▶ [INSTRUCTIONS FOR THE TASK]
Can you convert the material below into a two-column CSV with the columns text and answer, giving one row for each thing it asks to have labeled? Put that text and its answer each in a single quoted field, with line breaks turned into spaces.

"""

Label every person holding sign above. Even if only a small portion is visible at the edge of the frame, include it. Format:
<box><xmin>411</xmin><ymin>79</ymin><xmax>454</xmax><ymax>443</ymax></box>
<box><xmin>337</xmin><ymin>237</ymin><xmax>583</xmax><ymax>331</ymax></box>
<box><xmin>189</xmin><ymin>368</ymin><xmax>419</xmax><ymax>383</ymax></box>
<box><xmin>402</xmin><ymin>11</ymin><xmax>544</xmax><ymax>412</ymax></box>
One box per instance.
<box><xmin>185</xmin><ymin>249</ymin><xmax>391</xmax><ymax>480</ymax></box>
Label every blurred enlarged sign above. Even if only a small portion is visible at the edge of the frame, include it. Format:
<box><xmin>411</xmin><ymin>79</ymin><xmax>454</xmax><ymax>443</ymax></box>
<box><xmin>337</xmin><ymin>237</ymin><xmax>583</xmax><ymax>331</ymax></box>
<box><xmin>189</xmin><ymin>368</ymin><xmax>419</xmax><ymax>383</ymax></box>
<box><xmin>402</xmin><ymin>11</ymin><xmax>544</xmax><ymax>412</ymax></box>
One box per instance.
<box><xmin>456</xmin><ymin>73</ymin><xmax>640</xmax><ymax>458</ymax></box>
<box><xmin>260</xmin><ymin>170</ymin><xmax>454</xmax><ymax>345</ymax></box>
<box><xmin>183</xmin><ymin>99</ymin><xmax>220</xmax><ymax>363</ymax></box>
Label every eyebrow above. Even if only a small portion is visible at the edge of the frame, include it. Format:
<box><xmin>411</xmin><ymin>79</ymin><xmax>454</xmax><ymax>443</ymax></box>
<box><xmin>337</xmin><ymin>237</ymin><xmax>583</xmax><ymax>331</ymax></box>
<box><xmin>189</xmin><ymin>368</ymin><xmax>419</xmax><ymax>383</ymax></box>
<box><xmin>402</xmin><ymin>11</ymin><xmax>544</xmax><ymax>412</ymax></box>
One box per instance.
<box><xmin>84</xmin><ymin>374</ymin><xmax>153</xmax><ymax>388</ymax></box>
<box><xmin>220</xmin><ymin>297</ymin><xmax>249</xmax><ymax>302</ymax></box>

"""

▶ [ANSWER IN FULL]
text,answer
"Label every person holding sign above. Even if only a small portion is visible at the edge of the frame, include it. Format: <box><xmin>411</xmin><ymin>79</ymin><xmax>454</xmax><ymax>443</ymax></box> <box><xmin>337</xmin><ymin>237</ymin><xmax>583</xmax><ymax>331</ymax></box> <box><xmin>189</xmin><ymin>368</ymin><xmax>419</xmax><ymax>383</ymax></box> <box><xmin>402</xmin><ymin>11</ymin><xmax>544</xmax><ymax>412</ymax></box> One box per instance.","<box><xmin>185</xmin><ymin>249</ymin><xmax>391</xmax><ymax>480</ymax></box>"
"Label every blurred enlarged sign above. Even if only a small portion is visible at the edge of the frame, include it. Format: <box><xmin>411</xmin><ymin>79</ymin><xmax>454</xmax><ymax>443</ymax></box> <box><xmin>337</xmin><ymin>237</ymin><xmax>583</xmax><ymax>331</ymax></box> <box><xmin>189</xmin><ymin>368</ymin><xmax>419</xmax><ymax>383</ymax></box> <box><xmin>402</xmin><ymin>11</ymin><xmax>544</xmax><ymax>412</ymax></box> One box per instance.","<box><xmin>456</xmin><ymin>73</ymin><xmax>640</xmax><ymax>458</ymax></box> <box><xmin>260</xmin><ymin>170</ymin><xmax>454</xmax><ymax>345</ymax></box> <box><xmin>183</xmin><ymin>99</ymin><xmax>220</xmax><ymax>363</ymax></box>"
"Label every eyebrow above. Even if only a small portion is visible at the edge of the frame, include it. Format: <box><xmin>411</xmin><ymin>79</ymin><xmax>454</xmax><ymax>443</ymax></box> <box><xmin>337</xmin><ymin>237</ymin><xmax>583</xmax><ymax>331</ymax></box> <box><xmin>189</xmin><ymin>368</ymin><xmax>419</xmax><ymax>383</ymax></box> <box><xmin>402</xmin><ymin>11</ymin><xmax>544</xmax><ymax>412</ymax></box> One box per instance.","<box><xmin>84</xmin><ymin>374</ymin><xmax>153</xmax><ymax>388</ymax></box> <box><xmin>220</xmin><ymin>297</ymin><xmax>249</xmax><ymax>302</ymax></box>"